To be done >> Reproduce everything from the start of the entries down through the line containing "[(111, 49)]", requests included, but shift every coordinate in the answers up by 99. Omit the pictures from your answer.

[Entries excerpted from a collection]
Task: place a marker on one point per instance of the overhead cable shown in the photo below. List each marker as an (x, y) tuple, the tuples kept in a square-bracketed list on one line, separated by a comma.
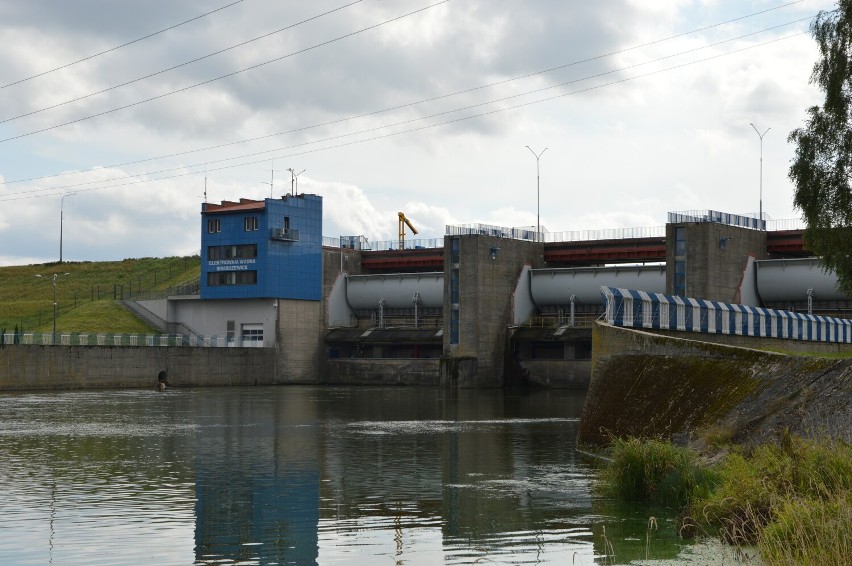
[(111, 49)]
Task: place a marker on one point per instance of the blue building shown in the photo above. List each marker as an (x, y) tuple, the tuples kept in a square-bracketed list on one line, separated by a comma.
[(269, 248)]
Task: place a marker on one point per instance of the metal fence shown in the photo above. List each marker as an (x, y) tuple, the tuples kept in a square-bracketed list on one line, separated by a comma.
[(75, 339), (606, 234)]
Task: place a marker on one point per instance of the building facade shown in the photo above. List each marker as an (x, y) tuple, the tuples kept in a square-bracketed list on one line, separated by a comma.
[(268, 248)]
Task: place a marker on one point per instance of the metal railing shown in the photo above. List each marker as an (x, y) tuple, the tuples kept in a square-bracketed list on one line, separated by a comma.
[(740, 220), (81, 339), (408, 244), (606, 234), (785, 224), (528, 233), (524, 233)]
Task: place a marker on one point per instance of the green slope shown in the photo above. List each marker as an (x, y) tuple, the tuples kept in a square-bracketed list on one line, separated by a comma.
[(88, 296)]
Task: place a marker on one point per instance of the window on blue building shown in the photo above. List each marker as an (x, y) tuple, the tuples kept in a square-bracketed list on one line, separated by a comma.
[(230, 252), (680, 240), (680, 278)]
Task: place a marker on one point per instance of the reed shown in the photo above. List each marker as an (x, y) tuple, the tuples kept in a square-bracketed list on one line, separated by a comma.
[(657, 472), (792, 500)]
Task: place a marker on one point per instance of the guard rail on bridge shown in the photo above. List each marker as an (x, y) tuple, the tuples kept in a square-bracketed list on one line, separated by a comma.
[(142, 340)]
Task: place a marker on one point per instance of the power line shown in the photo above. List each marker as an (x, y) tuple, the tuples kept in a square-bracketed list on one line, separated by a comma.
[(138, 79), (137, 40), (439, 97), (252, 67), (410, 130)]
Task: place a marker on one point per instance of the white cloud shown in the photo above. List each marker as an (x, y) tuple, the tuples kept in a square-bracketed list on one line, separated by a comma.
[(619, 155)]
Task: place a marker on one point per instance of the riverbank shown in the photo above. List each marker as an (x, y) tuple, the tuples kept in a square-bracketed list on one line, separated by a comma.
[(791, 500), (653, 386)]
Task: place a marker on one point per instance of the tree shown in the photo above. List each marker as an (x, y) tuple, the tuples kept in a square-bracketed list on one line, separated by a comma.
[(822, 164)]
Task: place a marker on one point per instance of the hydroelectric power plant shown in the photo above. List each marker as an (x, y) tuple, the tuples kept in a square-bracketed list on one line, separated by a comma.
[(485, 306)]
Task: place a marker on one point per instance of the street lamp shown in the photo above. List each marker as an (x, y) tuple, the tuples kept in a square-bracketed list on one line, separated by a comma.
[(294, 179), (538, 193), (760, 220), (61, 214), (55, 276)]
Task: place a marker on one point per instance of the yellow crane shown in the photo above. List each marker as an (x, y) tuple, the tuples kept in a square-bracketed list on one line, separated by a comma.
[(403, 221)]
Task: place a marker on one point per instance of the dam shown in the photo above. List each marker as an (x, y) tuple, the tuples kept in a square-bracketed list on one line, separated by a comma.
[(485, 306)]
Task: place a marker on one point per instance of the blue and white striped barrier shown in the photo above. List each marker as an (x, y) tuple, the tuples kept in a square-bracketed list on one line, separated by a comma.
[(640, 309)]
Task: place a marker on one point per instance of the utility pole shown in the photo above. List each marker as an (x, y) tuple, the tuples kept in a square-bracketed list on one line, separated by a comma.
[(538, 194), (761, 225)]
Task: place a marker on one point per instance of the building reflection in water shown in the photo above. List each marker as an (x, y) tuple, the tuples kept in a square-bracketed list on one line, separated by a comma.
[(306, 475)]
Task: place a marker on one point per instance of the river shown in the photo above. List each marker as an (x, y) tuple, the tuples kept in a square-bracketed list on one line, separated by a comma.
[(310, 475)]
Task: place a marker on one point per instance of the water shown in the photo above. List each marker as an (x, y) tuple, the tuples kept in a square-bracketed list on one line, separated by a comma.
[(308, 475)]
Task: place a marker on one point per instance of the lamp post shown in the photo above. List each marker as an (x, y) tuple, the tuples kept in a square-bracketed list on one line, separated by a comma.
[(538, 193), (61, 215), (294, 180), (760, 219), (55, 276)]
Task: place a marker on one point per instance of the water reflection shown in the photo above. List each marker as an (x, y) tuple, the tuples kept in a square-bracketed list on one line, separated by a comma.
[(302, 475)]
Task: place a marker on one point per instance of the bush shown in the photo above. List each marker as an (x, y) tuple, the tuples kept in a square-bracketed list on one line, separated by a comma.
[(754, 488), (810, 531), (656, 472)]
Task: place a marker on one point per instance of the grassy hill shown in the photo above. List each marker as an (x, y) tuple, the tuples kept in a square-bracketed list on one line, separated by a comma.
[(87, 293)]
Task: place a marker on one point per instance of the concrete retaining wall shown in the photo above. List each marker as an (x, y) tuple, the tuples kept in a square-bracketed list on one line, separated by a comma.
[(649, 385), (101, 367), (557, 374), (384, 372)]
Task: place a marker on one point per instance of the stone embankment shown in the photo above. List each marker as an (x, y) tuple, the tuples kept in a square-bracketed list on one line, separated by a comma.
[(652, 385), (28, 367)]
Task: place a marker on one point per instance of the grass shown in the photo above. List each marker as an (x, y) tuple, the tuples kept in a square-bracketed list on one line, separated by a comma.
[(792, 500), (657, 472), (87, 297)]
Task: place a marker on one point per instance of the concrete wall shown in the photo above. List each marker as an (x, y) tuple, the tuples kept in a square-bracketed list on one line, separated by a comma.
[(712, 272), (302, 324), (101, 367), (649, 385), (557, 374), (384, 372), (486, 286), (209, 317)]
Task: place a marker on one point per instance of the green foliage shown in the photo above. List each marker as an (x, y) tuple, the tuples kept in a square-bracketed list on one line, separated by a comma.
[(86, 297), (793, 500), (790, 500), (657, 472), (822, 165), (810, 531)]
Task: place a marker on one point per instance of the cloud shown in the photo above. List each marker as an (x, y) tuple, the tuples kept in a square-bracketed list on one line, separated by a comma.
[(621, 154)]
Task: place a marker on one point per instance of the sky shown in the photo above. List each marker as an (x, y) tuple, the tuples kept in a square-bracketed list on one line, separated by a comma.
[(118, 119)]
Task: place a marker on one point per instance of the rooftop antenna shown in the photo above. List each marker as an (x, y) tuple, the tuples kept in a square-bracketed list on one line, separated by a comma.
[(294, 180), (271, 182)]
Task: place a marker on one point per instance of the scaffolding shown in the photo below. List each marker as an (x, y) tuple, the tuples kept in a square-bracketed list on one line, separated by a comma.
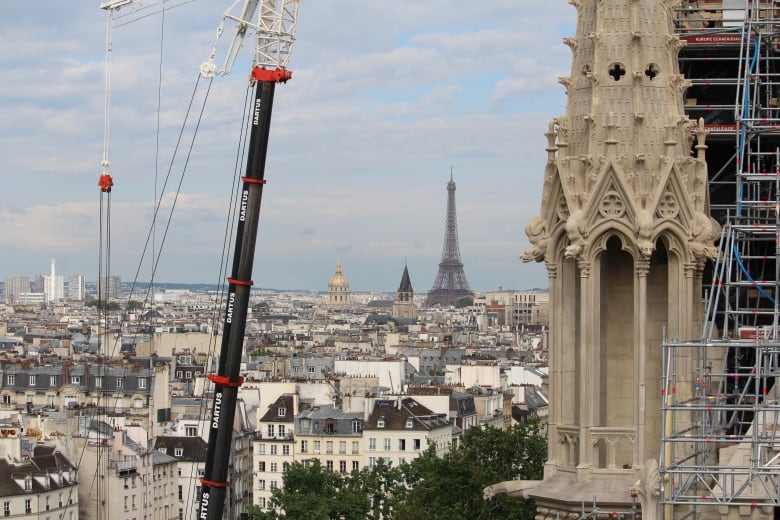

Solution below >>
Task: place a marker on one point per instance of the overhead cable shown in the photo below. List each marker as an (x, y) tuple, the tuples kept in a square-bracketed list on one line, separated by a comma.
[(210, 148)]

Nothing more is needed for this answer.